But if you do set the B factor to zero, then the electron
density at the center of any atom (using the 5-Gaussian
model) is infinity.  To put it in gnuplot-ish, the structure
factor of Fe (in reciprocal space) can be plotted with this
function:

Fe_sf(s)=Fe_a1*exp(-Fe_b1*s*s)+Fe_a2*exp(-Fe_b2*s*s)+Fe_a3*exp(-Fe_b3*s*s

)+Fe_a4*exp(-Fe_b4*s*s)+Fe_c


where: Fe_c = 1.036900; Fe_a1 = 11.769500; Fe_a2 = 7.357300;
Fe_a3 = 3.522200; Fe_a4 = 2.304500; Fe_b1 = 4.761100; Fe_b2 =
0.307200; Fe_b3 = 15.353500; Fe_b4 = 76.880501; and "s" is
sin(theta)/lambda

applying a B factor is then just multiplication by
exp(-B*s*s)


Since the terms are all Gaussians, the inverse Fourier
transform can actually be done analytically, giving the
real-space version, or the expression for electron density vs
distance from the nucleus (r):

Fe_ff(r,B) = \
+Fe_a1*(4*pi/(Fe_b1+B))**1.5*safexp(-4*pi**2/(Fe_b1+B)*r*r)
\ +Fe_a2*(4*pi/(Fe_b2+B))**1.5*safexp(-4*pi**2/(Fe_b2+B)*r*r)
\ +Fe_a3*(4*pi/(Fe_b3+B))**1.5*safexp(-4*pi**2/(Fe_b3+B)*r*r)
\ +Fe_a4*(4*pi/(Fe_b4+B))**1.5*safexp(-4*pi**2/(Fe_b4+B)*r*r)
\ +Fe_c *(4*pi/(B))**1.5*safexp(-4*pi**2/(B)*r*r);

Where here applying a B factor requires folding it into each
Gaussian term.  Notice how the Fe_c term blows up as B->0?
This is where most of the series-termination effects come
from. If you want the above equations for other atoms, you
can get them from here:
http://bl831.als.lbl.gov/~jamesh/pickup/all_atomsf.gnuplot
http://bl831.als.lbl.gov/~jamesh/pickup/all_atomff.gnuplot

This "infinitely sharp spike problem" seems to have led some
people to conclude that a zero B factor is non-physical, but
nothing could be further from the truth!  The scattering from
mono-atomic gasses is an excellent example of how one can
observe the B=0 structure factor.   In fact, gas scattering
is how the quantum mechanical self-consistent field
calculations of electron clouds around atoms was
experimentally verified.  Does this mean that there really is
an infinitely sharp "spike" in the middle of every atom?  Of
course not.  But there is a "very" sharp spike.

So, the problem of "infinite density" at the nucleus is
really just an artifact of the 5-Gaussian formalism.
Strictly speaking, the "5-Gaussian" structure factor
representation you find in ${CLIBD}/atomsf.lib (or Table
6.1.1.4 in the International Tables volume C) is nothing more
than a curve fit to the "true" values listed in ITC volume C
tables 6.1.1.1 (neutral atoms) and 6.1.1.3 (ions).  These
latter tables are the Fourier transform of the "true"

REQUIRED TASKS -
1. From the post on B factors, set down the stretch from "Since the terms" through "up as B->0?" word for word.
2. In one to three sentences, explain why the post on B factors rejects the conclusion that a zero B factor is non-physical.

LISTED RECORDS -
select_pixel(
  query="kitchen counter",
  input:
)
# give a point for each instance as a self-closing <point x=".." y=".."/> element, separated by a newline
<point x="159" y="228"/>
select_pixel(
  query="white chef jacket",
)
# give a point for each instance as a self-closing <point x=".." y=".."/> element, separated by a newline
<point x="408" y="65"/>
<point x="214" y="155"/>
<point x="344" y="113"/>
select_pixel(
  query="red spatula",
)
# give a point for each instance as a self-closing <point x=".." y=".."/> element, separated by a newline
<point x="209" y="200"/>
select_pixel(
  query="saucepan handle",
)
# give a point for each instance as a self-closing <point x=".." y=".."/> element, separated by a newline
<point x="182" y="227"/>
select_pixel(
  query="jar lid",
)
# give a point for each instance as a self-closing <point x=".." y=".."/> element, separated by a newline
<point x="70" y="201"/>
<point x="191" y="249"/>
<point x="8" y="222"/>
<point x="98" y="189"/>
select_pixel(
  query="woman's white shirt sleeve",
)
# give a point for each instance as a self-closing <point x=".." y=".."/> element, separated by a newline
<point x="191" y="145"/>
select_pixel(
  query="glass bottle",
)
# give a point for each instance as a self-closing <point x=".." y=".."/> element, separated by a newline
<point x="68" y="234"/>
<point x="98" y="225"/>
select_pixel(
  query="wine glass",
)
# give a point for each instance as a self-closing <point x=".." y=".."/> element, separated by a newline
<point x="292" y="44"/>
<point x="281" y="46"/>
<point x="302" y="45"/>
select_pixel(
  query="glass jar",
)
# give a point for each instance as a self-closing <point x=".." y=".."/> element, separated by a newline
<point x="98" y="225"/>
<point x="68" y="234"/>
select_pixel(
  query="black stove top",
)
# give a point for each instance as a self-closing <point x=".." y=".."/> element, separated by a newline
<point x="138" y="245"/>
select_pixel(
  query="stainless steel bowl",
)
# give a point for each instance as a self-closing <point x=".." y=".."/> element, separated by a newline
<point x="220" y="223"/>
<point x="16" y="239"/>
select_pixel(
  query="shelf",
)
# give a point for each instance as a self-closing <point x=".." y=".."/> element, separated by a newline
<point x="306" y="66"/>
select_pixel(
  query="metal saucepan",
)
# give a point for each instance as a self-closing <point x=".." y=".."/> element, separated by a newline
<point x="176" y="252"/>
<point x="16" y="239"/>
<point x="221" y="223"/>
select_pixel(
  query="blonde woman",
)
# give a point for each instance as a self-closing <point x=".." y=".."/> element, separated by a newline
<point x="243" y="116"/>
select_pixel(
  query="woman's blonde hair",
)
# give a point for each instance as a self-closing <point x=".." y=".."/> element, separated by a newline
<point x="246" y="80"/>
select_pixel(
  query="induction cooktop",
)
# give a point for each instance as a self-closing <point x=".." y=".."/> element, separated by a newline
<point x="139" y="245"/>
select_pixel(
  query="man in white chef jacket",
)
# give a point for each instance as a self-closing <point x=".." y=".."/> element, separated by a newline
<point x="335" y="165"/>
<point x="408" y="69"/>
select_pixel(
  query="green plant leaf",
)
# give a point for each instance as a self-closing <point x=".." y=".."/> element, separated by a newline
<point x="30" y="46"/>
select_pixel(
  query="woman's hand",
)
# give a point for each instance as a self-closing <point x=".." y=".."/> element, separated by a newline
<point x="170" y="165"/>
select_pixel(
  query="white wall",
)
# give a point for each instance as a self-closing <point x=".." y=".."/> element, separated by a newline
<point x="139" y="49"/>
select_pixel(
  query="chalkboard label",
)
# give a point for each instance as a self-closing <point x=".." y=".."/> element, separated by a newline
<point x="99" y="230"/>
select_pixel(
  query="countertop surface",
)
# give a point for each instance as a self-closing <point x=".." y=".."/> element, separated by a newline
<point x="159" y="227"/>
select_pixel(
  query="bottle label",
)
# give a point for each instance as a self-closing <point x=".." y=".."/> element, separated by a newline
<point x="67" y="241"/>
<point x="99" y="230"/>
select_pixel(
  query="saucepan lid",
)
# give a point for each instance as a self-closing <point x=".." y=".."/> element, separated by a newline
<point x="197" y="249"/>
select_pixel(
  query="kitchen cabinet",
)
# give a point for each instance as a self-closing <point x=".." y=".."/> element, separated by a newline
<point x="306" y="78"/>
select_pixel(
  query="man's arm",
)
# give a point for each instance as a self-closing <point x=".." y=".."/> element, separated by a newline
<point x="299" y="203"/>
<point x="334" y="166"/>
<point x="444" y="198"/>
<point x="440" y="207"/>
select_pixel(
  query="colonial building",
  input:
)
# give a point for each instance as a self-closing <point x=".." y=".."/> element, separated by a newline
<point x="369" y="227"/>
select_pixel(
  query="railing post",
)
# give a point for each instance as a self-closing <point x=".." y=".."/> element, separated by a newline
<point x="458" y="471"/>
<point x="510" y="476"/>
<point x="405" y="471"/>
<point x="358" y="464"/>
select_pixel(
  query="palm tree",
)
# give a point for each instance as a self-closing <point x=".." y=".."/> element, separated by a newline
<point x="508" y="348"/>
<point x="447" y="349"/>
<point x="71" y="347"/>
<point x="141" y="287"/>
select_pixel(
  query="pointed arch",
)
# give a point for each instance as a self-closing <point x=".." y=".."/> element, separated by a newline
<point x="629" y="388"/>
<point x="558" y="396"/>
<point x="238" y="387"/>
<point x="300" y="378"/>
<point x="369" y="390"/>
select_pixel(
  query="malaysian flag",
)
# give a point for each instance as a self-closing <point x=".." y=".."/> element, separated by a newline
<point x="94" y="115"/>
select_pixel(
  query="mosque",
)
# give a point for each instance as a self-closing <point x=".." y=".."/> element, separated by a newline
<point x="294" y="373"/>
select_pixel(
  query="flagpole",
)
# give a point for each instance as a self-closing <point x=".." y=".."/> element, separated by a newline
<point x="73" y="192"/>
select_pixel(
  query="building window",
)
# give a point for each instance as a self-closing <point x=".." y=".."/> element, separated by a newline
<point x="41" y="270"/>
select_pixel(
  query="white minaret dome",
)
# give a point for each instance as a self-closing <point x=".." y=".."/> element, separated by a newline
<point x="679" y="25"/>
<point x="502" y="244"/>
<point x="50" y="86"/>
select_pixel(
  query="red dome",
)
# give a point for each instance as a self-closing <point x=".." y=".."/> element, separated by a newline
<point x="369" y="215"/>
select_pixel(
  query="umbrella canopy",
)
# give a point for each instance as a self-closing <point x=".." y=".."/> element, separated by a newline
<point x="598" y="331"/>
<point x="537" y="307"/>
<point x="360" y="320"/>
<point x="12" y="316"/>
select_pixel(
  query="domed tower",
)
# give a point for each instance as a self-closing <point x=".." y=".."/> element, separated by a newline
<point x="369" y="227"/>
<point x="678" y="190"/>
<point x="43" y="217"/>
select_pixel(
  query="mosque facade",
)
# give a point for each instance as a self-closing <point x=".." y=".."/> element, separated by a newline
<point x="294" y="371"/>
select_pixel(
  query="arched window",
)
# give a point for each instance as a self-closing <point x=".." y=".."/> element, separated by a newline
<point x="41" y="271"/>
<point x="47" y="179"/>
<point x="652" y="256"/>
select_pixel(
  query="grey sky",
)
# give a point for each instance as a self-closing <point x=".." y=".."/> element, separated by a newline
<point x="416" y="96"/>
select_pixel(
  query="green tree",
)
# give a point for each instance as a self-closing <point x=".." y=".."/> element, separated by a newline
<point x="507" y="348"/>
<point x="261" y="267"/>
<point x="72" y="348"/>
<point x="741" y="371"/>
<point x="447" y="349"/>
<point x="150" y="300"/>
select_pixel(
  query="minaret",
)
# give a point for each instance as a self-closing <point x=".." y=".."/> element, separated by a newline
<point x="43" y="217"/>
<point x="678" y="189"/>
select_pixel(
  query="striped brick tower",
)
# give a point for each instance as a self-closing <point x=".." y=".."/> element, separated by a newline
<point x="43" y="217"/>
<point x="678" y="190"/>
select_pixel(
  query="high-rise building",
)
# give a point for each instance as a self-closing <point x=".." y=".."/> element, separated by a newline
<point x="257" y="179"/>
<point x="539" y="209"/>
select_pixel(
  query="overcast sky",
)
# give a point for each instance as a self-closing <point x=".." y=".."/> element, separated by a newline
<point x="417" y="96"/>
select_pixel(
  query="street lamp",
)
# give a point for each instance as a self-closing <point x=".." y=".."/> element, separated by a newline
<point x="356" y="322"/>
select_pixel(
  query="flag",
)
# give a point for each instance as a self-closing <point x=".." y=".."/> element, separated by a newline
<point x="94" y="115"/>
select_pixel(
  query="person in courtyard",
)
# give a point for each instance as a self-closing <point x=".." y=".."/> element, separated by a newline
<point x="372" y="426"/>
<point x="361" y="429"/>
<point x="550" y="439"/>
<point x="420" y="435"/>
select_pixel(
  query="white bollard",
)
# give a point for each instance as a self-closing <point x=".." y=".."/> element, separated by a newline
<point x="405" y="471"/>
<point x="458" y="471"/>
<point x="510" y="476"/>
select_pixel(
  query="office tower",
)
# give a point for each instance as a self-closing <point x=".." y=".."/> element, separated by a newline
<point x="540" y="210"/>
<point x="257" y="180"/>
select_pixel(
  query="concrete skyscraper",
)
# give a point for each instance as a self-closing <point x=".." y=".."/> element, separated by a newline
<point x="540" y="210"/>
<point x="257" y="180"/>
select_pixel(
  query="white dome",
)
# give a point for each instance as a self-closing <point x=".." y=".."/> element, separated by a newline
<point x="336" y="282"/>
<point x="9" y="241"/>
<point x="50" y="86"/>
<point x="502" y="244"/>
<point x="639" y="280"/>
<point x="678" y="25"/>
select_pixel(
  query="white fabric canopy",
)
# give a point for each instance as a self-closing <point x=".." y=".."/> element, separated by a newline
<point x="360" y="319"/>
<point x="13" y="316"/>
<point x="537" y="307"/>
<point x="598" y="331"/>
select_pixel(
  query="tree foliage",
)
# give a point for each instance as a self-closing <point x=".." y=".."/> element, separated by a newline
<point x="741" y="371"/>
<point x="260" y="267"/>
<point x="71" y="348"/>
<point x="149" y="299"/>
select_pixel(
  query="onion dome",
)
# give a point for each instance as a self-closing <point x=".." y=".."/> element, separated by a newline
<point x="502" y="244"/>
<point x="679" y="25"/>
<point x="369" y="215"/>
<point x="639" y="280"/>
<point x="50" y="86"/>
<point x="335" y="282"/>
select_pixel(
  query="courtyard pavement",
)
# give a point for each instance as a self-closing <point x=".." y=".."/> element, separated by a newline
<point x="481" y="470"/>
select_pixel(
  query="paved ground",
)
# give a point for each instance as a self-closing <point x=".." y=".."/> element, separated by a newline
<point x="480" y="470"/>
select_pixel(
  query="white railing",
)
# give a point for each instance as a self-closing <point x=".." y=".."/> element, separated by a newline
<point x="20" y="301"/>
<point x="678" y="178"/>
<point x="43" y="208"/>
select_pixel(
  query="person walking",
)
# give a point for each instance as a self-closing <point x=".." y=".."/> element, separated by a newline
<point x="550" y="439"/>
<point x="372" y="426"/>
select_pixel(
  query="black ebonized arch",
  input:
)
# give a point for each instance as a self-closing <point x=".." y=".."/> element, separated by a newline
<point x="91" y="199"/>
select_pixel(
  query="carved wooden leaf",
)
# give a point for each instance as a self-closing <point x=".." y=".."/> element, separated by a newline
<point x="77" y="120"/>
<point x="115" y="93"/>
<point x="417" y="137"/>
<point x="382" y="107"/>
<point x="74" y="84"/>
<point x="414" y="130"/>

EXERCISE RESULTS -
1.
Since the terms are all Gaussians, the inverse Fourier
transform can actually be done analytically, giving the
real-space version, or the expression for electron density vs
distance from the nucleus (r):

Fe_ff(r,B) = \
+Fe_a1*(4*pi/(Fe_b1+B))**1.5*safexp(-4*pi**2/(Fe_b1+B)*r*r)
\ +Fe_a2*(4*pi/(Fe_b2+B))**1.5*safexp(-4*pi**2/(Fe_b2+B)*r*r)
\ +Fe_a3*(4*pi/(Fe_b3+B))**1.5*safexp(-4*pi**2/(Fe_b3+B)*r*r)
\ +Fe_a4*(4*pi/(Fe_b4+B))**1.5*safexp(-4*pi**2/(Fe_b4+B)*r*r)
\ +Fe_c *(4*pi/(B))**1.5*safexp(-4*pi**2/(B)*r*r);

Where here applying a B factor requires folding it into each
Gaussian term.  Notice how the Fe_c term blows up as B->0?

2. Scattering from mono-atomic gases shows that the B=0 structure factor can actually be observed. Gas scattering was also how quantum mechanical self-consistent field calculations of the electron clouds around atoms were experimentally verified.